How to complete this task: Scan the records below for the word "chimney". Copy each line where it appears.

▼

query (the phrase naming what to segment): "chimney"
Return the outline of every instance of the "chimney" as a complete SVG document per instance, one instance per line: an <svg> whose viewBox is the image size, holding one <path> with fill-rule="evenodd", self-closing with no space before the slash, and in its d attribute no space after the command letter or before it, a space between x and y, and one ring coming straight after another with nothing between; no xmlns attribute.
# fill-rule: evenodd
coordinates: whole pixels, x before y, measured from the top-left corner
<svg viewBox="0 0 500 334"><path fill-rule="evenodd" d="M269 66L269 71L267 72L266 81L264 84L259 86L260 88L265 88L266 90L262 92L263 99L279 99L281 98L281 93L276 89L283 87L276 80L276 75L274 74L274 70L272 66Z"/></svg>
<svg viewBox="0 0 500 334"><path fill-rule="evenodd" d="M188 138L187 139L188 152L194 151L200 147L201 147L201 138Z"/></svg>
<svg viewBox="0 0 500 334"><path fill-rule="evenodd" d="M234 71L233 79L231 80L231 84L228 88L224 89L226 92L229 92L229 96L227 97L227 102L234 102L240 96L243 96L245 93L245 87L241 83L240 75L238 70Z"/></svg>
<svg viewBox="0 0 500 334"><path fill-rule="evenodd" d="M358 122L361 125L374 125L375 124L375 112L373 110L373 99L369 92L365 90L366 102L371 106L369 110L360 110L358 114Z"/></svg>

▲

Completed exercise:
query (the phrase naming what to segment): "chimney"
Return the outline of every instance of the "chimney" as a complete SVG document per instance, one instance per line: an <svg> whose viewBox is the image size, holding one <path> with fill-rule="evenodd", self-closing with no space before the slash, and in its d attribute no space after the command letter or before it, a space between x and y, and one ring coming straight after another with nothing between; no xmlns attribute.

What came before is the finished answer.